→ **PROVIDED DATA**:
= Beginning of Section =
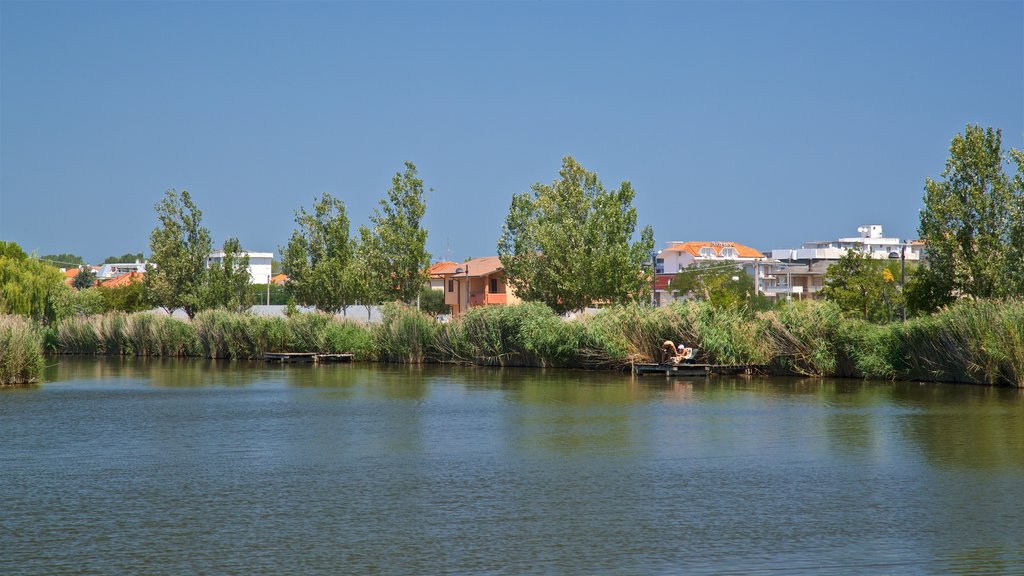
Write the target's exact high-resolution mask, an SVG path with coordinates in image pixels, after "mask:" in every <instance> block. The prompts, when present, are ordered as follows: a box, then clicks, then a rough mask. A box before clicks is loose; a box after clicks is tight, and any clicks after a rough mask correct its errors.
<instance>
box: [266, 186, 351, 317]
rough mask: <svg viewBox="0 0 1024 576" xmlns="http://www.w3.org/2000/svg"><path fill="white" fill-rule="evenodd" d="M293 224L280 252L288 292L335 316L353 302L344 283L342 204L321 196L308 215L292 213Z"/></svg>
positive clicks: (328, 198)
mask: <svg viewBox="0 0 1024 576" xmlns="http://www.w3.org/2000/svg"><path fill="white" fill-rule="evenodd" d="M295 223H296V224H298V228H296V229H295V230H294V231H293V232H292V238H291V239H290V240H289V241H288V246H286V247H284V248H281V249H280V250H281V255H282V269H283V270H284V271H285V274H287V275H288V284H287V287H288V291H289V293H290V294H291V295H292V296H294V297H295V299H296V301H298V302H299V303H301V304H303V305H312V306H316V308H317V310H322V311H325V312H330V313H332V314H337V313H338V312H339V311H341V310H344V308H346V307H347V306H349V305H351V304H352V303H353V301H354V300H353V294H352V293H351V292H350V291H349V290H348V289H346V285H345V283H344V274H345V269H346V268H348V266H349V265H350V263H351V260H352V244H351V239H349V237H348V231H349V221H348V215H347V214H346V213H345V203H344V202H342V201H341V200H338V199H337V198H335V197H333V196H331V195H330V194H327V193H325V194H324V195H323V196H322V197H321V199H319V200H317V201H316V202H315V203H314V204H313V211H312V213H309V212H306V210H305V208H300V209H299V210H298V211H296V212H295Z"/></svg>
= End of Section =
→ **WHAT YOU NEED TO DO**:
What you return must be the entries above, exactly as they appear, without any pictures.

→ **RESPONSE AREA**:
Write the target's exact high-resolution mask, an SVG path with coordinates in image pixels, after "mask:" in every <instance> block. The prompts, when present, are ordered as follows: a box, then clicks, then a rough mask. A box before clicks is loose; a box after clicks is tight, and any clicks after a rough mask correct its errors.
<instance>
box: [266, 186, 351, 317]
rough mask: <svg viewBox="0 0 1024 576" xmlns="http://www.w3.org/2000/svg"><path fill="white" fill-rule="evenodd" d="M293 224L280 252L288 292L335 316L353 302L344 283L342 204L321 196L308 215L292 213Z"/></svg>
positive clicks: (328, 198)
mask: <svg viewBox="0 0 1024 576" xmlns="http://www.w3.org/2000/svg"><path fill="white" fill-rule="evenodd" d="M295 223H296V224H298V228H296V229H295V230H294V231H293V232H292V238H291V239H290V240H289V241H288V246H286V247H284V248H281V249H280V250H281V255H282V269H283V270H284V271H285V274H287V275H288V284H287V287H288V291H289V293H290V294H291V295H292V296H294V297H295V299H296V301H298V302H299V303H301V304H303V305H312V306H316V308H317V310H322V311H325V312H330V313H332V314H337V313H338V312H339V311H341V310H344V308H346V307H347V306H349V305H351V304H352V303H353V301H354V300H353V294H352V293H351V292H350V291H349V290H348V289H346V285H345V283H344V274H345V269H346V268H348V266H349V265H350V263H351V260H352V244H351V239H349V237H348V231H349V221H348V215H347V214H346V213H345V203H344V202H342V201H341V200H338V199H337V198H335V197H333V196H331V195H330V194H327V193H325V194H324V195H323V196H322V197H321V199H319V200H317V201H316V202H315V203H314V204H313V211H312V213H309V212H306V210H305V208H300V209H299V210H298V211H296V212H295Z"/></svg>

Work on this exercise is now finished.